■ Your objective
Repeat every line of the data exactly, but not the pictures.

■ Dataset entries

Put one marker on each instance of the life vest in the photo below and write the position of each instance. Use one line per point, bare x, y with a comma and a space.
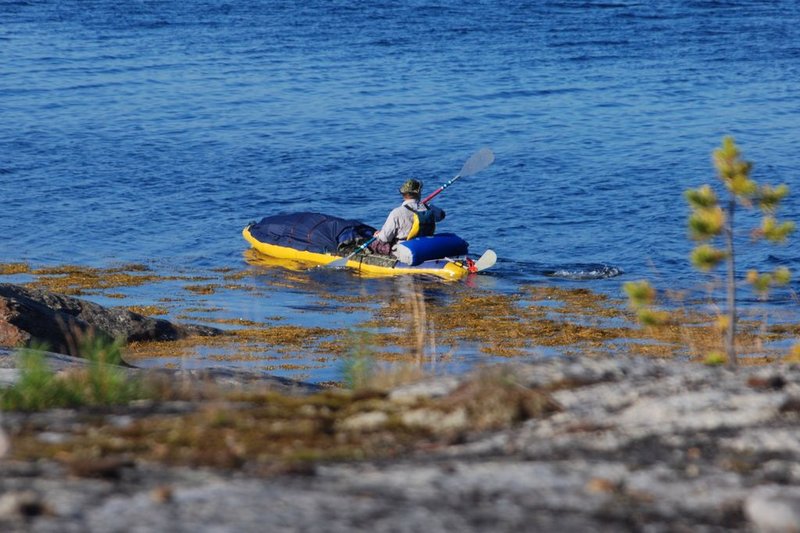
424, 224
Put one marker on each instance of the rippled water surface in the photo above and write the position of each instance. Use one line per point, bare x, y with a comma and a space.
153, 131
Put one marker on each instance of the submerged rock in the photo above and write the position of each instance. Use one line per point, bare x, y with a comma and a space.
36, 315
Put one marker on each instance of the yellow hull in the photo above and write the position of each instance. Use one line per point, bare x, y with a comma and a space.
446, 269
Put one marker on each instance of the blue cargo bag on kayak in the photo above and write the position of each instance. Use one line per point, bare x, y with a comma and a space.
312, 232
420, 249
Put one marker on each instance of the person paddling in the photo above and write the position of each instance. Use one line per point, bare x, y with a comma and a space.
411, 219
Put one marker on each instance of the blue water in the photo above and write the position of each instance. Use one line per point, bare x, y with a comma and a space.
152, 131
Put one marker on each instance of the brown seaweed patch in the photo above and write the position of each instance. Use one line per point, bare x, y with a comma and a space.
148, 310
8, 269
76, 280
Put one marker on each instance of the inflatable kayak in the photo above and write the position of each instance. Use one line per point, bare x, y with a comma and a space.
319, 239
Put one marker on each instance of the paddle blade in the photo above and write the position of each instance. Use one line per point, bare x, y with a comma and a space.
479, 160
487, 260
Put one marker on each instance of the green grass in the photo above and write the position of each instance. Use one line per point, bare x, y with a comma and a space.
100, 383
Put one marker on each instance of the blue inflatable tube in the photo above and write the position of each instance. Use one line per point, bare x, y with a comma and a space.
421, 249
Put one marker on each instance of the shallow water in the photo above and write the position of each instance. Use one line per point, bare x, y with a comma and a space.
153, 131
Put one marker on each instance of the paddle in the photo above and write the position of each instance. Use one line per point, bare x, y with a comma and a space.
477, 162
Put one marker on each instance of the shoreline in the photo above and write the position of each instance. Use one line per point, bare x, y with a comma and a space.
633, 444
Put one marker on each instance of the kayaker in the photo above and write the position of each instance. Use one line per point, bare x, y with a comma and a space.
411, 219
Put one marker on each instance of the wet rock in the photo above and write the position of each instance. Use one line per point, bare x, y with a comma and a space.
774, 509
21, 504
35, 315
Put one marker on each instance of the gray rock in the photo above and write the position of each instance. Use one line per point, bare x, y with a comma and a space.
36, 315
774, 509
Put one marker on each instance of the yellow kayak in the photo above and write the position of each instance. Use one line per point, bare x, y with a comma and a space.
366, 263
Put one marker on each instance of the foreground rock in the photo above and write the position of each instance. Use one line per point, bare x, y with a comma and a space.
636, 445
36, 315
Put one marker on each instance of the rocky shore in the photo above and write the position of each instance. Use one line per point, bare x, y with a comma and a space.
633, 445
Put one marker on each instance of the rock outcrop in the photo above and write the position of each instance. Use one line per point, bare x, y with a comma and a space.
35, 315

■ Solution to this exercise
Put one marker on each instance of the life vest in the photo below and write the position of each instance. Use one line per point, bare x, y with a comma and a space.
424, 224
Put one marker on each instance of the rippled water surface in the photo above and write the position of each instance. Use one line per point, bare x, y with a comma and a space.
153, 131
Put one marker on each instance of the submerged rock in the photo above and write the position of each instance. Use one line per point, bare x, y with a comma and a space.
36, 315
Put one marker on each instance of the yellow hull in the photo above and write the position of each instance. Use one line per point, bare x, y with a comma and a space.
446, 269
Put one marker on each instance of the blue cargo bag on kayak in the photo above and write the position of each instance. Use one line per point, bare x, y with a comma and a space.
312, 232
420, 249
Put one marker on each instance of the person paddling in the photo above and write the position of each instance. Use one line per point, bare x, y with a comma and a space.
411, 219
Put one marker on each instance of the blue water in the photo above and write the position of each instance. Use one line per point, bare x, y with a comma and a space.
152, 131
Put one marker on each instance of the brown seaweed patch in the photo above and write the position of each instance. Use one line per point, bare x, y with a comma and a space.
148, 310
8, 269
76, 280
Put one marker on each instance of the inflatable kayak in the photo above and write the position of each instance. Use one line per point, bare x, y with a comma and a space.
319, 239
Put one marker on each instance of the paddle blade in the photo above and write the position of each instance. Use one line per point, bare x, y with a comma and a space.
479, 160
487, 260
Put one marker on each instance of the green grass in the photo above and write the position of each instance. Use one line per point, bare x, y with a comma and a space.
100, 383
Put one marker on each instance of the blue inflatable tube in the photo above and write the position of each instance. Use one line per point, bare x, y with a comma and a space.
421, 249
Put one marker on each instance of the shallow water in the photo above and write the position of each instance. Use one line per point, bare x, y with a comma and a space.
153, 131
Put one marker on each instance of the paddle in the photo above and write the position of each instance. Use one line per point, bare x, y with a comma and a space.
477, 162
Put one marker on each instance of the shoreline in the photo above and write the position of each instance. Use one line per point, bare x, y with a comma and a space.
633, 444
Put one marker on each instance of the kayaker in the photo above and write the position of each instance. Use one line per point, bare x, y with a comma and a space.
411, 219
Put one marker on each instance of the wet rock in the photo above and write the position of each instance. Use one line per point, bare x, y with a comma and a space.
774, 509
21, 504
35, 315
Put one marker on each instance of the gray rock in the photo above and write the position of each instance. Use one line per point, bare x, y with a comma and a space.
36, 315
774, 509
Put one marker on each instance of the yellow kayak in the photo above and write the position of each instance. Use one line per point, bare x, y with a comma and a space.
366, 263
Put one marker on each instance of the foreground rock in the photo above and write the position of each instance. Use one line per point, bare x, y with a comma and a space.
636, 445
36, 315
Put one marker on each instance of the rocky shore in the photo above and write the position of each instance. Use one line per point, bare x, y with a comma and a space.
633, 445
Put one marker on each instance of the rock outcrop in the photo above and write the position of each instance. Use one line per point, bare x, y with a comma and a space.
35, 315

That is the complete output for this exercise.